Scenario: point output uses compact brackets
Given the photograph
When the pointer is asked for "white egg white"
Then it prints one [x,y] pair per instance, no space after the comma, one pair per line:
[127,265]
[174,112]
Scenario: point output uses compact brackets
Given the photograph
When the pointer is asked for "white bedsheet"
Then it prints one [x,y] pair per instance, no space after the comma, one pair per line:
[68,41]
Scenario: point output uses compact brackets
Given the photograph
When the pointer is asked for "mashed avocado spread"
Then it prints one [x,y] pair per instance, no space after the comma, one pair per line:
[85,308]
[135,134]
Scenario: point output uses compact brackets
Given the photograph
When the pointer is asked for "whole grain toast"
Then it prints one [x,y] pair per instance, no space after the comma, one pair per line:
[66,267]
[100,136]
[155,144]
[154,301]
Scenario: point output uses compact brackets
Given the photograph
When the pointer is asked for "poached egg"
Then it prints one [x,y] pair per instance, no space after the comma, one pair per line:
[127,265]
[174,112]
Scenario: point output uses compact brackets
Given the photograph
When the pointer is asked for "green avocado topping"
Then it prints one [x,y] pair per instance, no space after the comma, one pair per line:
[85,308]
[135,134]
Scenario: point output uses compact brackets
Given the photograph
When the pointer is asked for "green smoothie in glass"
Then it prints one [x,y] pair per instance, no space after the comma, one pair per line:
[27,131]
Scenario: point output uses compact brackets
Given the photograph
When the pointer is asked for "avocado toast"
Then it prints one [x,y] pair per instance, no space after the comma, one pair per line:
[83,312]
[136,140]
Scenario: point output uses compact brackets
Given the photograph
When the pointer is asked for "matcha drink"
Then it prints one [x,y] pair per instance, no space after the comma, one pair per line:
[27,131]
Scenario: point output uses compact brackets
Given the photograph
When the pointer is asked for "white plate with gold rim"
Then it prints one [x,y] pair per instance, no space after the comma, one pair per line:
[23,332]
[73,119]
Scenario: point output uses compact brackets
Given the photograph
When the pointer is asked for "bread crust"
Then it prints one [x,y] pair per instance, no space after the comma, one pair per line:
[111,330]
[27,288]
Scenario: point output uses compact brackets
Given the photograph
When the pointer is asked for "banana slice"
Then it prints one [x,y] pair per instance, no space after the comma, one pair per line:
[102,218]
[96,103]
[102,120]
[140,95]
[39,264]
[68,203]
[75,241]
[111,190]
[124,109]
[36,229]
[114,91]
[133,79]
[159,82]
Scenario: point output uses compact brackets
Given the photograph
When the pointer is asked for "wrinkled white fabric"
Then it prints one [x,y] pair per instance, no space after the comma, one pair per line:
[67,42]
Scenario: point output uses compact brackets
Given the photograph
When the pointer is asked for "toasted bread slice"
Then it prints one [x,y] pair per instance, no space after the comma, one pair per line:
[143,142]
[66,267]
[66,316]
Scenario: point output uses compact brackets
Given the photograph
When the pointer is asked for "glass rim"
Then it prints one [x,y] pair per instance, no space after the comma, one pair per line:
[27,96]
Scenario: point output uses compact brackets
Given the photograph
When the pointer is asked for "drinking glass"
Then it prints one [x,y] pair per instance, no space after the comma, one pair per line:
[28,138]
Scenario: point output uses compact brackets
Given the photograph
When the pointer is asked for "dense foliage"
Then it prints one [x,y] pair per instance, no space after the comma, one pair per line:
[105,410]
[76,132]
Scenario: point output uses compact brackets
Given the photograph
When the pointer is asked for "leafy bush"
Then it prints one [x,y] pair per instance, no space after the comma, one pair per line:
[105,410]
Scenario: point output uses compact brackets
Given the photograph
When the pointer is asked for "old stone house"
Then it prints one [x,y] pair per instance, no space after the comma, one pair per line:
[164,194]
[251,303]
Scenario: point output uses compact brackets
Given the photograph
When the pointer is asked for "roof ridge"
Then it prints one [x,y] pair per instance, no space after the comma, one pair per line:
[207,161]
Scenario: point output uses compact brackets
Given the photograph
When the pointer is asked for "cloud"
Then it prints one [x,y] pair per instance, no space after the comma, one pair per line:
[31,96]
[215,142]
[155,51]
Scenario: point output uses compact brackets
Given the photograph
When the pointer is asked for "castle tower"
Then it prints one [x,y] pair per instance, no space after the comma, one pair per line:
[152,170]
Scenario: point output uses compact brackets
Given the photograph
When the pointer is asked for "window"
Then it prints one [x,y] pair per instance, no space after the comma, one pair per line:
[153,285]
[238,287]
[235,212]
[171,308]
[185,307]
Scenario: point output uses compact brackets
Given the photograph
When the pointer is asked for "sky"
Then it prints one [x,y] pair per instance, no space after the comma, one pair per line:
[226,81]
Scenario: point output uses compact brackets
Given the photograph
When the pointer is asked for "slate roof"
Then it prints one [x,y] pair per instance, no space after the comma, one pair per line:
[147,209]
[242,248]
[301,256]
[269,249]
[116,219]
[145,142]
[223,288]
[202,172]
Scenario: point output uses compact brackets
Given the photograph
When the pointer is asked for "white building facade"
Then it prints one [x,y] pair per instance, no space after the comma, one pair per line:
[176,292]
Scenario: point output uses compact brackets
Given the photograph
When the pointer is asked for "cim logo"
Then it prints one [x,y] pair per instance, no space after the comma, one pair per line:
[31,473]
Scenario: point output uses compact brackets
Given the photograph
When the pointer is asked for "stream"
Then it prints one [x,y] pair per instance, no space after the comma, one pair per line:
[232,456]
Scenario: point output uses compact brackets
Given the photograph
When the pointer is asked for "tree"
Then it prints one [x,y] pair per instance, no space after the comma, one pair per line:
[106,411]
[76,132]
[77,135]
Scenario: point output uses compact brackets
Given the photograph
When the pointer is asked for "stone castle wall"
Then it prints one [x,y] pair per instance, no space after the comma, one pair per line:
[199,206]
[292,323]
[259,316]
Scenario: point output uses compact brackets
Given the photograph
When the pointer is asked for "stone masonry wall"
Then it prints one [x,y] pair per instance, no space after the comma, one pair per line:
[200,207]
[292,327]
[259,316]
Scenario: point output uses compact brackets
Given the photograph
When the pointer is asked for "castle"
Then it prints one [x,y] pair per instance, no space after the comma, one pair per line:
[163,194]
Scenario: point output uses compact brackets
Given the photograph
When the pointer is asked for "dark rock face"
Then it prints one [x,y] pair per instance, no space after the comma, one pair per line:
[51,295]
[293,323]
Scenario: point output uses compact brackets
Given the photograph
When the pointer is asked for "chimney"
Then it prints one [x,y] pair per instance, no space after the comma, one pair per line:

## Your task:
Return all the data exactly as given.

## Completed exercise:
Scenario: point output uses compact brackets
Given the photograph
When the pointer is asked for "white egg white"
Then it prints one [x,y] pair per instance, no space after the comma, one pair per line:
[127,265]
[174,112]
Scenario: point output uses compact brackets
Given the photograph
When the pointer is asked for "white bedsheet"
Then it prints one [x,y] pair per instance, no space after the comma, one pair per line:
[68,41]
Scenario: point output uses compact brackets
Given the photograph
When the pointer is asked for "mashed avocado spread"
Then it prints one [x,y] pair per instance, no space after the comma, one pair per line:
[85,308]
[135,134]
Scenario: point output uses compact brackets
Given the photograph
When the pointer is asked for "whole grain toast"
Then it prints one [x,y] pair per instance, no space after the comma, one pair per line:
[66,267]
[100,136]
[155,144]
[154,301]
Scenario: point output uses compact brackets
Given the photograph
When the pointer is asked for "poached egg"
Then it prints one [x,y] pair per instance, no space after the comma, one pair per line:
[127,265]
[174,112]
Scenario: point output uses compact brackets
Given the photograph
When the pointer is asked for "green avocado topping"
Then it prints one [x,y] pair per instance, no space after the comma, one pair per line:
[85,308]
[135,134]
Scenario: point output uses compact brackets
Given the photograph
When the pointer is asked for "green smoothie in glass"
Then it prints one [x,y] pair per instance, no space after the comma, one pair per line:
[27,131]
Scenario: point output uses compact brackets
Given the photograph
When the pointer is asked for "avocado toast"
Then it prints one [x,y] pair per instance, no space after the comma, one pair per line:
[83,312]
[136,140]
Scenario: point output uses compact brackets
Given the photograph
When the pointer is asked for "matcha drink"
Then it prints one [x,y] pair per instance, no space after the comma, one pair per line:
[27,131]
Scenario: point output uses compact brackets
Given the photograph
When the pointer is asked for "white plate with gold rim"
Then it prints one [x,y] pair per instance, no space after the comma, one pair per line:
[23,332]
[73,119]
Scenario: point output uses compact brackets
Given the photograph
When the pointer is asked for "bread crust"
Then it prints one [x,y] pair per instance, no space after the comma, one pair per line:
[111,330]
[27,288]
Scenario: point output uses compact brackets
Given the photograph
When the pointer is asked for "banana slice"
Then it prints one [x,y] pair per instance, no space after the comma, one pair per line:
[102,218]
[96,103]
[102,120]
[140,95]
[39,264]
[68,203]
[75,241]
[111,190]
[124,109]
[36,229]
[114,91]
[133,79]
[159,82]
Scenario: point output uses compact brackets
Given the photograph
When the pointer is asked for "wrinkled white fabric"
Then it prints one [x,y] pair per instance, no space after the comma, one pair per line:
[67,42]
Scenario: point output uses compact brackets
Given the photograph
When the pointer is asked for "toasted bread slice"
Then it prints one [x,y] pair per instance, no space after the comma, one pair per line:
[143,142]
[66,267]
[66,316]
Scenario: point output uses compact brackets
Given the photograph
When the pointer is asked for "glass rim"
Then it prints one [x,y] pair per instance, no space after the comma, one pair per line:
[27,96]
Scenario: point output uses compact brackets
Given the photograph
When the pointer is asked for "drinking glass"
Then it prints one [x,y] pair per instance, no space after the comma, one pair per line:
[28,138]
Scenario: point output uses compact brackets
Given the photograph
When the pointer is asked for "dense foliage"
Then it prints one [x,y] pair per instance, no space after the comma, one pair per line:
[105,410]
[76,132]
Scenario: point output uses compact brackets
Given the photograph
When the pointer is asked for "leafy bush"
Then it prints one [x,y] pair per instance, no space after the comma, one pair per line:
[105,410]
Scenario: point output uses compact brackets
Given the photograph
When the pointer is asked for "old stone house"
Then it prints one [x,y] pair per instance, no space after the comma, one pair per line:
[164,194]
[251,303]
Scenario: point output uses compact brackets
Given the photograph
When the pointer is asked for "roof ridge"
Then it prints one [x,y] pair per instance, no space after the comma, one pair per line:
[207,161]
Scenario: point output uses compact brackets
Given the photograph
When the pointer is asked for "cloud"
Then it prints one [x,y] pair per instance, no space after the comma, one pair per line:
[31,96]
[215,142]
[155,51]
Scenario: point output uses compact brackets
Given the photograph
When the pointer is asked for "castle tower"
Then it prints one [x,y] pair per instance, no space after the comma, one pair per line:
[152,170]
Scenario: point output uses compact brackets
Given the photograph
When the pointer is asked for "window"
Then it prints one [x,y] pair per instance, no space after the comma, one pair per line:
[153,285]
[238,287]
[235,212]
[171,308]
[185,307]
Scenario: point output uses compact brackets
Given the photograph
When the pointer is asked for "sky"
Then it prints one [x,y] pair per instance, no space after the comma, one pair per line:
[226,81]
Scenario: point output uses compact brackets
Given the photograph
When the pointer is asked for "slate roof"
Then it prints one [x,y] pair per instance, no space after the comma, one pair per line:
[147,209]
[242,248]
[301,256]
[269,249]
[116,219]
[145,142]
[223,288]
[202,172]
Scenario: point output uses compact brackets
Given the photograph
When the pointer is asked for "white building facade"
Then it prints one [x,y] pair per instance, no space after the comma, one pair per line:
[176,292]
Scenario: point output uses compact brackets
Given the photograph
When the pointer is asked for "cim logo"
Then it prints one [x,y] pair per instance, no space after the comma, one pair per line:
[31,473]
Scenario: point output uses compact brackets
Given the photograph
When the pointer is asked for "stream"
Then it prints one [x,y] pair per instance, no space after the comma, one pair per line:
[232,456]
Scenario: point output uses compact brackets
Given the photograph
When the pointer is asked for "tree"
Then it prints one [x,y] pair per instance, no space after the comma, one pair per line:
[106,411]
[76,132]
[77,135]
Scenario: point output uses compact brackets
Given the photograph
When the pointer is asked for "stone castle wall"
Then it prints one [x,y] pair per instance, no space after the comma, one pair per line:
[199,206]
[292,323]
[259,316]
Scenario: point output uses compact brackets
Given the photograph
When the pointer is asked for "stone masonry wall"
Then it prints one [x,y] pair per instance, no space after the comma, one pair per line:
[200,207]
[292,327]
[259,316]
Scenario: point output uses compact brackets
Given the photograph
When the pointer is asked for "castle"
Then it prints one [x,y] pair per instance, no space after the comma, one pair per line:
[163,194]
Scenario: point output uses compact brackets
Given the photograph
When the pointer is asked for "dark rock face"
Then it prints one [x,y] pair per instance, no space after the comma, one pair per line:
[51,295]
[293,323]
Scenario: point output uses compact brackets
Given the photograph
When the pointer is asked for "chimney"
Then it prints one [x,y] pair per instance, no space after the comma, one pair per line:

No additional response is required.